A run of lines
= = = = = = =

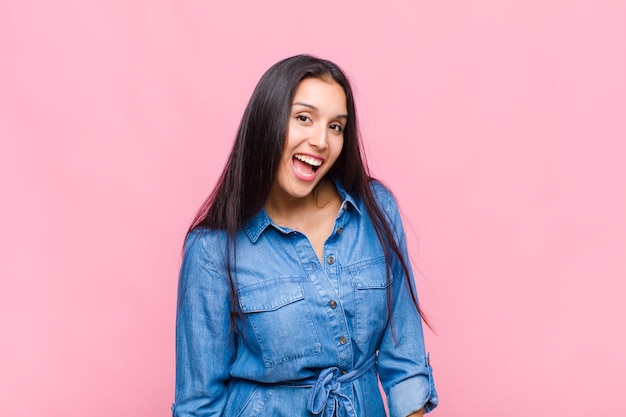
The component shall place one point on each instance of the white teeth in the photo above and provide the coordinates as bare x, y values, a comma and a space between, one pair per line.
309, 160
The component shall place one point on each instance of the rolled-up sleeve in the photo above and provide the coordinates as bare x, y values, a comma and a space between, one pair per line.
204, 336
404, 366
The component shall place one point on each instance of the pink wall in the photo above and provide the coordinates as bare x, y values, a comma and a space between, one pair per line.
500, 125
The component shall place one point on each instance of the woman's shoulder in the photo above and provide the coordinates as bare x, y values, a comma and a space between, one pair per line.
202, 241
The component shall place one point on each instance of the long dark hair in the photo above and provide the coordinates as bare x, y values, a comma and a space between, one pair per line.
245, 182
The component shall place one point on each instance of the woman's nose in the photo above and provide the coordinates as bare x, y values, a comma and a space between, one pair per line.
319, 138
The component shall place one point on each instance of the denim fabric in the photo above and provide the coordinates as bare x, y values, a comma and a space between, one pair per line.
300, 317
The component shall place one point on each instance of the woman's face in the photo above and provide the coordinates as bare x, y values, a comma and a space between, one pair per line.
314, 137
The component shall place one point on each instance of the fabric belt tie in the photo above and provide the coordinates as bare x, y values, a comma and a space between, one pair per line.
325, 397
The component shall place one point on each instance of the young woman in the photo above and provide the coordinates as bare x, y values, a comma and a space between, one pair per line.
296, 294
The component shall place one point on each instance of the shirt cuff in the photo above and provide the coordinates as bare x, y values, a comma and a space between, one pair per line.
413, 394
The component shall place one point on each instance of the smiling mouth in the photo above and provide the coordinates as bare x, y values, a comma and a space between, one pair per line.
307, 164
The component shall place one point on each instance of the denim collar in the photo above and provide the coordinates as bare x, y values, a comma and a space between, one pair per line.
260, 221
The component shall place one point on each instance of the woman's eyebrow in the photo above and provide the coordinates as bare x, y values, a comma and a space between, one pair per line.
312, 107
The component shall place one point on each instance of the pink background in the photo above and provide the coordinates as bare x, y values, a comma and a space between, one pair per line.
500, 125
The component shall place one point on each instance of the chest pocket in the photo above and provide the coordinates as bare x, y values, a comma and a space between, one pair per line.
370, 282
279, 316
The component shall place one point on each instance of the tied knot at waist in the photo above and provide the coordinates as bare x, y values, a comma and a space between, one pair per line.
325, 397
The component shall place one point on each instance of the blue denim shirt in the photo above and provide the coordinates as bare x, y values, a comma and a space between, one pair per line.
301, 319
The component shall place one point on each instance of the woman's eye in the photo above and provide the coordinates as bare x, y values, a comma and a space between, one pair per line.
336, 128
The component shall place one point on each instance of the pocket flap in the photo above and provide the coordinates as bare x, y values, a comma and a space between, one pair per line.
270, 297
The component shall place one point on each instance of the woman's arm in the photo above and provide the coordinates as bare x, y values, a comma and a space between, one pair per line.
403, 364
204, 336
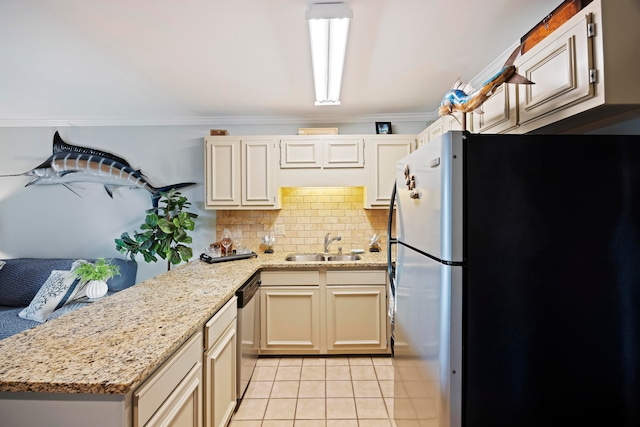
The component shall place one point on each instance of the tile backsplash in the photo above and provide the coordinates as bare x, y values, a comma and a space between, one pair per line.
307, 214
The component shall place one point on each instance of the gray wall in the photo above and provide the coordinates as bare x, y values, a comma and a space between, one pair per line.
52, 221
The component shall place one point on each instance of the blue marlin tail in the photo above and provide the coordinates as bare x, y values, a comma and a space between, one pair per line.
464, 99
71, 164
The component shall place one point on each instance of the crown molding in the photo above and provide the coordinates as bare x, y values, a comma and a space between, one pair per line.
218, 120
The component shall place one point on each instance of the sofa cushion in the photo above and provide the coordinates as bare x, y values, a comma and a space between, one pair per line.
58, 290
12, 324
21, 278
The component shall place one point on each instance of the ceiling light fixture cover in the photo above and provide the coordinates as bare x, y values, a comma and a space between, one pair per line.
328, 31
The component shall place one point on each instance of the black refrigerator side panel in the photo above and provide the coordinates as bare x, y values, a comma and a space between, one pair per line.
551, 320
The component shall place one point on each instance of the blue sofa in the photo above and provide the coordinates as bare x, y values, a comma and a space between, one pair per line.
21, 278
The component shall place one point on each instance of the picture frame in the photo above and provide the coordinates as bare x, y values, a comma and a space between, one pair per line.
383, 128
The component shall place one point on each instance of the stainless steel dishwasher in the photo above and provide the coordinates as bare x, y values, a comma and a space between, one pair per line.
248, 342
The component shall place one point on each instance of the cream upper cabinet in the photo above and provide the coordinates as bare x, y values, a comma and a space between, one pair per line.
559, 66
499, 114
582, 71
240, 173
332, 151
343, 152
423, 138
301, 152
382, 153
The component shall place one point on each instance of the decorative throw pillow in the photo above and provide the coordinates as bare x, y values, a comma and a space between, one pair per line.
59, 289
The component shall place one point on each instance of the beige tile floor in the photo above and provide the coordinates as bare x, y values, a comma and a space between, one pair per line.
318, 392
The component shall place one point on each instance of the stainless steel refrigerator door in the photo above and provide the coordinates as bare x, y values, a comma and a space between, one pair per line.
429, 192
427, 347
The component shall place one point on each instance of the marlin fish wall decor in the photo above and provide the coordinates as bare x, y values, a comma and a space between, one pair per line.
465, 99
70, 164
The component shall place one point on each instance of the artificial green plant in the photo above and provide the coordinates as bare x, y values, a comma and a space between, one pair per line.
101, 270
164, 232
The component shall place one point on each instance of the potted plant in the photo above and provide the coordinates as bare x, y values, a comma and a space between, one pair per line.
96, 275
164, 232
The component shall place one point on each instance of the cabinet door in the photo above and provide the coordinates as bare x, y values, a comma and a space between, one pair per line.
356, 318
499, 113
259, 187
301, 152
559, 66
183, 408
222, 172
435, 129
382, 155
220, 379
290, 319
172, 396
343, 152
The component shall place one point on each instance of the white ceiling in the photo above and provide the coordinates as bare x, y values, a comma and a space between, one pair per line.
107, 62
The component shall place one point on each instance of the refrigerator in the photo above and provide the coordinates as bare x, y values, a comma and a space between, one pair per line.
516, 281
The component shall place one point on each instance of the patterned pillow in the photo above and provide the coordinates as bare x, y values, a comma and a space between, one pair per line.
59, 289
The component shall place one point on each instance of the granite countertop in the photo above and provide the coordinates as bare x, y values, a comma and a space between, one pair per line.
114, 344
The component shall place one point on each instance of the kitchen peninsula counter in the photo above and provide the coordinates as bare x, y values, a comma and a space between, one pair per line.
112, 346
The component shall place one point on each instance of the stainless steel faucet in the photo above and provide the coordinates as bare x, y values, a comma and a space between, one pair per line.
328, 241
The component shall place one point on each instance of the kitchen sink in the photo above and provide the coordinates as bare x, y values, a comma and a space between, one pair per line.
305, 257
320, 257
343, 257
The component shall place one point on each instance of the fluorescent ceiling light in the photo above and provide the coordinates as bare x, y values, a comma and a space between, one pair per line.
328, 31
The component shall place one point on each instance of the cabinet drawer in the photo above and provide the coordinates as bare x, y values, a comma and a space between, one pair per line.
290, 278
154, 391
219, 323
360, 277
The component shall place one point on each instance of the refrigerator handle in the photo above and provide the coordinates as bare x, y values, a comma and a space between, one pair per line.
391, 240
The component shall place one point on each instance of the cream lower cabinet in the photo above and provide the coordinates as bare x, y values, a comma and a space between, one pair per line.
356, 311
330, 151
172, 396
324, 312
290, 312
220, 366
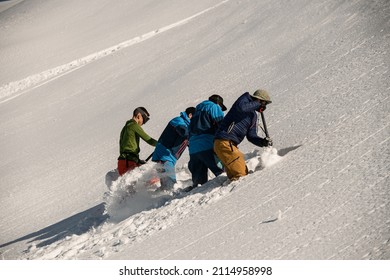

= = = = = = =

__Problem to solve__:
Identify each line above that contains the word "light" and copy it out.

__Worked answer__:
The component shall place one point on each instance of the ceiling light fixture cover in the photo above and provide the coordinates as bare x, y values, a comma and a space between, one pair per line.
The component shall place one point on each instance of the fluorescent ceiling light in the photo above and provide the coordinates as bare x, y values, a comma and a space between, one pair per line.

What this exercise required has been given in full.